Start with the line containing "Each instance receives one keypoint. Mark the road center" and write out each line through the end of the listing, exactly as given.

(Photo-based point labeling data)
================================

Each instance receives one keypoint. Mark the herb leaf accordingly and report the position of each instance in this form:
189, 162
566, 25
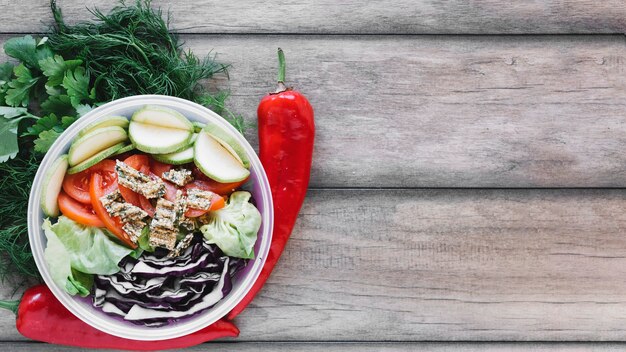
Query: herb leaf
60, 104
8, 139
43, 124
9, 123
45, 140
54, 68
18, 93
27, 50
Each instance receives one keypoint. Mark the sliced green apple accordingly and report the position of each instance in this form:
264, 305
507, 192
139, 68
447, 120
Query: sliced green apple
52, 182
163, 117
229, 142
216, 162
120, 121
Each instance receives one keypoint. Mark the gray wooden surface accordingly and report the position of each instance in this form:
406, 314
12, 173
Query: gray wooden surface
355, 17
380, 259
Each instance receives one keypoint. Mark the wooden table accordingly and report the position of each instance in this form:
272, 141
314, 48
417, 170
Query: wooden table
468, 185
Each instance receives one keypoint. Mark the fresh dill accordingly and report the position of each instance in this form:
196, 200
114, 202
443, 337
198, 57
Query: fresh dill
128, 51
16, 178
131, 50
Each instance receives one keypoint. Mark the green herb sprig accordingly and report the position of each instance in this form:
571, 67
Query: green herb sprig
55, 79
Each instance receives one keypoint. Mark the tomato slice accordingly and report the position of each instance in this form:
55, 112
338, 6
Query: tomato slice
208, 184
79, 212
97, 187
217, 202
77, 186
136, 162
159, 168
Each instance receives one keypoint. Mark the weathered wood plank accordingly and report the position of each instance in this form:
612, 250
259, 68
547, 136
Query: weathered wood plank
360, 347
442, 111
449, 111
410, 265
354, 17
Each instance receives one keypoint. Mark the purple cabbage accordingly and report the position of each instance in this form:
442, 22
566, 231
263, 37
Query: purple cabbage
155, 290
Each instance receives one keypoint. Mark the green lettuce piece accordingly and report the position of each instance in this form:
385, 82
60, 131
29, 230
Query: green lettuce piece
234, 228
74, 252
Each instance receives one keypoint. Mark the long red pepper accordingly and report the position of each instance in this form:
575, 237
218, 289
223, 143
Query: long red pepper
286, 134
41, 317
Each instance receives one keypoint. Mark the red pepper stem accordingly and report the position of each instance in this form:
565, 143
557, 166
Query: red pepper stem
281, 72
10, 305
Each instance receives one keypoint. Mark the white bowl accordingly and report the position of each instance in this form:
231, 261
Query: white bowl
242, 282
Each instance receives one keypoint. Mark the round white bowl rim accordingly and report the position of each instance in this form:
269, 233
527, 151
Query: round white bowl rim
127, 329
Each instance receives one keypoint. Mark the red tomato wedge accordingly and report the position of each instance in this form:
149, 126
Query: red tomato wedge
77, 185
79, 212
97, 187
208, 184
217, 202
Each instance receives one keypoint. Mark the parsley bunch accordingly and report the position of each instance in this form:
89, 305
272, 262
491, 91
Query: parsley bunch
40, 96
55, 79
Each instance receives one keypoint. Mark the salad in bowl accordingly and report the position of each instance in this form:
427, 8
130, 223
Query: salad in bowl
150, 217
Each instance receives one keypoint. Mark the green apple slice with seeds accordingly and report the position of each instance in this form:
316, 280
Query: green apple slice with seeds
176, 158
155, 139
52, 183
120, 121
158, 130
163, 117
216, 162
229, 142
94, 142
198, 126
125, 149
96, 158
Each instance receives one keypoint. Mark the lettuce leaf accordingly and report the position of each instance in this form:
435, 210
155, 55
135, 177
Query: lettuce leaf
74, 252
234, 228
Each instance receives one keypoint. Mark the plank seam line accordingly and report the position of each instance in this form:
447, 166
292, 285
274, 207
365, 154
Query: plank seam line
390, 34
393, 342
401, 188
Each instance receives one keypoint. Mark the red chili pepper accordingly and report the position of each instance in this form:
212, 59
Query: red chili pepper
286, 134
41, 317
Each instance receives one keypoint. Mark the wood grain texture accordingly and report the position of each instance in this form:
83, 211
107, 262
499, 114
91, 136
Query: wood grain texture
450, 265
353, 17
441, 111
357, 347
446, 111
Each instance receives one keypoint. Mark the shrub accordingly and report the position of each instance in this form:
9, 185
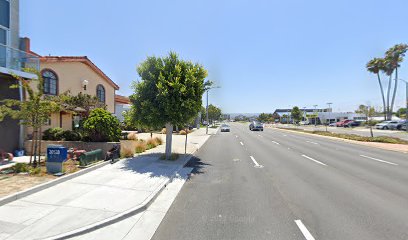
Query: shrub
132, 136
158, 140
101, 126
69, 135
53, 134
140, 146
21, 167
126, 152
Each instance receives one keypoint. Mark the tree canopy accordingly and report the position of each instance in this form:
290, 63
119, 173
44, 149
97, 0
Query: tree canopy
169, 91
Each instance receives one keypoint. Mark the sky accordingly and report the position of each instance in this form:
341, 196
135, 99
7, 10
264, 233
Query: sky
263, 54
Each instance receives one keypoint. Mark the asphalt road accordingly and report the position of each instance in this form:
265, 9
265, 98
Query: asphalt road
277, 184
362, 131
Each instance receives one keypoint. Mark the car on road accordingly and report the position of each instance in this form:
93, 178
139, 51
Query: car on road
387, 125
225, 128
342, 122
352, 124
256, 126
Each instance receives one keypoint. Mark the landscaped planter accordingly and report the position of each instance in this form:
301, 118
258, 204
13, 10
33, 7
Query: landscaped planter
87, 146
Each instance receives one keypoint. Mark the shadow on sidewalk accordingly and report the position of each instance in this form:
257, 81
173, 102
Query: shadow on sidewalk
197, 165
152, 165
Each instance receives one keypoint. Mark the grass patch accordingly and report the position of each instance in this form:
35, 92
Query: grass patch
381, 139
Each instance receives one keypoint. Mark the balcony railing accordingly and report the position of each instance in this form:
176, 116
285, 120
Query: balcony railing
17, 60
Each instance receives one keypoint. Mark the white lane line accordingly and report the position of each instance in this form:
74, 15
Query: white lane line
304, 230
379, 160
314, 160
255, 162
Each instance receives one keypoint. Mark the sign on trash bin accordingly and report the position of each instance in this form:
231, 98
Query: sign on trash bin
56, 155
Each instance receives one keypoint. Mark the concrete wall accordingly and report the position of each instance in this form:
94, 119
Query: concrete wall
9, 128
88, 146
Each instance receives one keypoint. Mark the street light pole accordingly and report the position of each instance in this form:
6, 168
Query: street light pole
406, 101
327, 123
206, 131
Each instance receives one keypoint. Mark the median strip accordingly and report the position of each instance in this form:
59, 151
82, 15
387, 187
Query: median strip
304, 230
314, 160
378, 160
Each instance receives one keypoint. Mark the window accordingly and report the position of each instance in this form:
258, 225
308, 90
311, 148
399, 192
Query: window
50, 82
100, 93
5, 13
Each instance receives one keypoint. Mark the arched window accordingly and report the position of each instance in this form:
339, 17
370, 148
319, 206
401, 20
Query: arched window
100, 93
50, 82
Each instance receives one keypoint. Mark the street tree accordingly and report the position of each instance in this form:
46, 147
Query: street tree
376, 66
169, 93
389, 66
296, 114
214, 113
34, 112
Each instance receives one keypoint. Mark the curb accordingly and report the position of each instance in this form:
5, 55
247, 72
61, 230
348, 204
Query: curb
32, 190
345, 140
121, 216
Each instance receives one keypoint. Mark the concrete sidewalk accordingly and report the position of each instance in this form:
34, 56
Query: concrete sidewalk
96, 198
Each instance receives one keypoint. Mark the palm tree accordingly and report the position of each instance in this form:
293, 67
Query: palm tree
394, 56
375, 66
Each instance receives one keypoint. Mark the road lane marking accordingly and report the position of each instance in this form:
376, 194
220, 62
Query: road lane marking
255, 162
379, 160
304, 230
314, 160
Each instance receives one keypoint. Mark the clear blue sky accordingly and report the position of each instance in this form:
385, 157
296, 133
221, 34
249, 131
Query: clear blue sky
265, 54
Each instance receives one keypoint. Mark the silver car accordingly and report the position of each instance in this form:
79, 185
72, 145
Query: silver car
387, 125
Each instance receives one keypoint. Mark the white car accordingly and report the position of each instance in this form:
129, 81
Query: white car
225, 128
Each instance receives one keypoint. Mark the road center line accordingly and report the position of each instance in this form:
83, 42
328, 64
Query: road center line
255, 162
304, 230
379, 160
314, 160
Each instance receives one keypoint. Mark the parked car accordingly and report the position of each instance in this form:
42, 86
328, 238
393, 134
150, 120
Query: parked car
401, 124
352, 124
342, 122
387, 125
225, 128
256, 126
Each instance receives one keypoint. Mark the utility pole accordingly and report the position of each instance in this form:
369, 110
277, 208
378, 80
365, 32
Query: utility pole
315, 116
327, 123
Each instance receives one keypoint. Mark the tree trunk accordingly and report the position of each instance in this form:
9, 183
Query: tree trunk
395, 91
39, 147
382, 95
169, 134
388, 98
32, 147
185, 144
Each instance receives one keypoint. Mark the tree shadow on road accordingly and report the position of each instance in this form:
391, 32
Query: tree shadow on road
198, 165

================================

*Response to the exercise*:
Each instance receives one keypoint. Mark the road center line accordingly and report the position of each instance in this form:
83, 42
328, 64
Query: road center line
255, 162
304, 230
379, 160
314, 160
Each instance receives one keypoint. Mark the parked car accordingly and report the position of each instance in this form:
42, 86
328, 238
393, 134
150, 120
Query: parked car
401, 124
352, 124
342, 122
387, 125
225, 128
256, 126
Each instance receives one keypoint. Mark the utility pole accordingly and report the position of each instance in this form:
369, 110
277, 208
378, 80
365, 32
Query: utility pole
315, 116
327, 123
Each instance receives one keypoint. Mark the tree trunk accordingly and report the position of each instance in this form:
9, 183
Query: tree trunk
395, 91
39, 147
382, 95
169, 134
388, 98
32, 147
185, 144
Each instance receives one keypoint. Mark the tree shadow on road accordingly and report the position of each instance in this form:
391, 32
Query: tree shadow on road
198, 165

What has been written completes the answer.